**Written problem**
Express the part of the listing below from the line containing "the sea water" through the end of the listing as a JSON list of strings, one string per line, with blank lines and pictures left out.

++++

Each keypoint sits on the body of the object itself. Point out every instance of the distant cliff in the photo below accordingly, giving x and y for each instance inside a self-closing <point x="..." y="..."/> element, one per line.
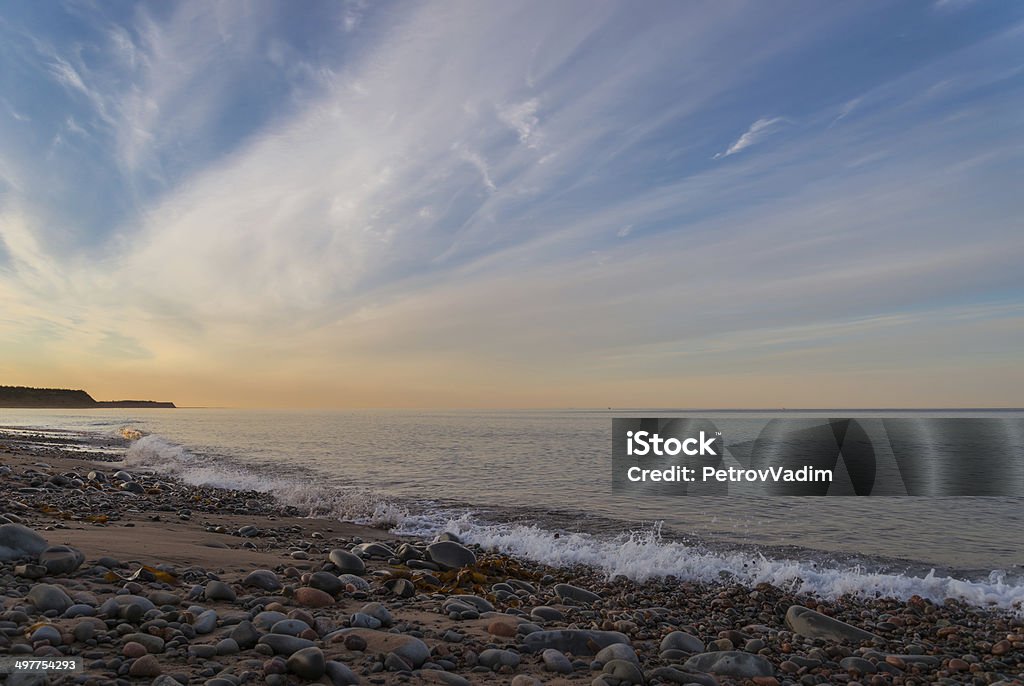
<point x="60" y="398"/>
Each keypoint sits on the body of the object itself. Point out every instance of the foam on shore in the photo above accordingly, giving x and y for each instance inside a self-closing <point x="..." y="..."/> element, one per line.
<point x="639" y="555"/>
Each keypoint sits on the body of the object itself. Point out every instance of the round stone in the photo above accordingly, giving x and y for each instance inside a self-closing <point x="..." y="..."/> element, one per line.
<point x="17" y="541"/>
<point x="290" y="627"/>
<point x="309" y="597"/>
<point x="60" y="559"/>
<point x="678" y="640"/>
<point x="283" y="644"/>
<point x="47" y="633"/>
<point x="48" y="597"/>
<point x="346" y="562"/>
<point x="262" y="579"/>
<point x="580" y="595"/>
<point x="307" y="663"/>
<point x="451" y="555"/>
<point x="555" y="661"/>
<point x="146" y="666"/>
<point x="219" y="591"/>
<point x="327" y="582"/>
<point x="401" y="588"/>
<point x="132" y="649"/>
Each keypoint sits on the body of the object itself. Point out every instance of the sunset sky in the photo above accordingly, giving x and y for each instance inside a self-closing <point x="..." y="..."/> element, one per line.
<point x="514" y="204"/>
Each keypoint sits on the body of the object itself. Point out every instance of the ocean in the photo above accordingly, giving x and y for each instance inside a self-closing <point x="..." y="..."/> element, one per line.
<point x="537" y="483"/>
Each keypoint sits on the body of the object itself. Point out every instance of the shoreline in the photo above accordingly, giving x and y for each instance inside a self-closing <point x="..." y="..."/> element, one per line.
<point x="473" y="622"/>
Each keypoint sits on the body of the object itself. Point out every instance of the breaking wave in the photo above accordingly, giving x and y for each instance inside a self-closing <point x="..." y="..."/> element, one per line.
<point x="640" y="555"/>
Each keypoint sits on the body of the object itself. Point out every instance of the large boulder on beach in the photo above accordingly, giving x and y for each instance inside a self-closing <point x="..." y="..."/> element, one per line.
<point x="60" y="559"/>
<point x="451" y="555"/>
<point x="48" y="597"/>
<point x="346" y="562"/>
<point x="809" y="624"/>
<point x="731" y="663"/>
<point x="410" y="648"/>
<point x="17" y="542"/>
<point x="577" y="641"/>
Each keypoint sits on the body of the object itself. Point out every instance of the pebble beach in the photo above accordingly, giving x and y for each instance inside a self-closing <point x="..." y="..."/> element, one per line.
<point x="151" y="581"/>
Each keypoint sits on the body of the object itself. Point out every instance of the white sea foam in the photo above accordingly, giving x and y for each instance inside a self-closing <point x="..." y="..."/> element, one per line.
<point x="639" y="555"/>
<point x="157" y="455"/>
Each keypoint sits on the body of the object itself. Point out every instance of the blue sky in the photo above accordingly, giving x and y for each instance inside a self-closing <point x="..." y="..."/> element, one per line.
<point x="683" y="204"/>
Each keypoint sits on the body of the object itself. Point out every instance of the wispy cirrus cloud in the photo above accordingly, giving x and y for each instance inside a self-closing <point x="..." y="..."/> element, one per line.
<point x="759" y="130"/>
<point x="465" y="206"/>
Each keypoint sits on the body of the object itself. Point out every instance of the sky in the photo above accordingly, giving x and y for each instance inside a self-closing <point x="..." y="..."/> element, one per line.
<point x="514" y="204"/>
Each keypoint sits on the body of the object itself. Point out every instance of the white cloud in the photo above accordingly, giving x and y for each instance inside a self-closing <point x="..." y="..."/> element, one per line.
<point x="522" y="119"/>
<point x="758" y="131"/>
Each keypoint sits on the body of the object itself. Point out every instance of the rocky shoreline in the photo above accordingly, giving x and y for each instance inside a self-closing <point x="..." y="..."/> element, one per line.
<point x="152" y="581"/>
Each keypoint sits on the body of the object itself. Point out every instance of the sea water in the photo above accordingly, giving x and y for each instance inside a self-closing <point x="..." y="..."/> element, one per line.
<point x="537" y="483"/>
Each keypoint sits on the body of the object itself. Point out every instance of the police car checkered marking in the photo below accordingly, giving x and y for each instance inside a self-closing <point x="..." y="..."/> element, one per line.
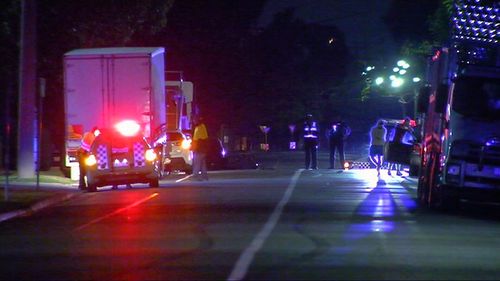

++++

**Exercise response**
[
  "Each keypoint sits on the body of the object itself. Point out every instance of the sea water in the photo above accordingly, giving x and y for each instance inside a self-closing <point x=\"...\" y=\"...\"/> element, one per line.",
  "<point x=\"537\" y=\"483\"/>",
  "Each keypoint sits on the body of the object itself. Point out every instance of the police car checkered marking in the photo below accordingly, giving x and y for each instance inside a self-closing <point x=\"...\" y=\"...\"/> element, one per line."
]